━━ DOCUMENT EXTRACT

In this chapter we're going to look at how to write shell scripts and the different ways we can execute them. We'll look at how shell script files should be structured and how to use 'shebangs' to define how a shell script will run.

We'll learn the essential techniques that will help you build your own scripts. Even if you are familiar with shell scripts I would suggest skimming this chapter to make sure you understand each of the concepts, particularly the later section where we talk about the env command in shebangs.

What is a Shell Script?

A shell script is just a text file which contains a set of commands. As soon as you find yourself repeating the same sequence of commands in a shell, it might be worth saving these commands to a file and running the file instead.

Saving your commands to a file has a number of benefits. It saves time - you don't need to type the commands out each time you want to run them! You can use your favourite editor to build the script file, and you can add 'comments' to describe what you are trying to achieve (which will make it far easier to update the script over time). Files can also easily be shared - meaning you can copy these scripts to other machines or share them with others who might find them useful.

Creating a Basic Shell Script

Let's create a simple shell script that shows us our most commonly used shell commands.

Almost every command that is needed to build the script has been discussed in the book already, so it shouldn't be too unfamiliar. But I'll still break it down blow-by-blow to help us understand it.

As we go through this section of the book, we're going to extend this script and make it more useful!

The 'common' Command

We're going to create a new command, called 'common', that shows the most commonly used shell commands.

We should be able to do this using techniques we've seen so far. We'll do it like this:

  1. Read a large number of commands from the history
  2. Sort the commands, then count the number of duplicates
  3. Sort this list showing the most commonly run commands first
  4. Print the results to the screen.

Let's get started!

Creating a Simple Script

It's going to take some trial and error to get our commands right. So let's start by creating a shell script, which we'll run again and again.

━━━━

REQUIREMENTS:
1. List the four steps the shell script excerpt gives for building the 'common' command.
2. Summarize the shell script excerpt in two sentences.
3. According to the shell script excerpt, which part of the chapter should even readers familiar with shell scripts pay particular attention to?

━━ RECORDED INFORMATION

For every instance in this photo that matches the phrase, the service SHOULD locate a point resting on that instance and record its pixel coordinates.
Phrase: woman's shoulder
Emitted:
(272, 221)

━━━━

SOLUTIONS BY TASK:
1.
1. Read a large number of commands from the history
2. Sort the commands, then count the number of duplicates
3. Sort this list showing the most commonly run commands first
4. Print the results to the screen

2. A shell script is a text file containing a set of commands, and saving repeated commands to such a file saves typing, allows comments, and makes the commands easy to share. The chapter begins building a script for a new command called 'common', which shows the most commonly used shell commands and will be extended through the section.

3. The later section about the env command in shebangs.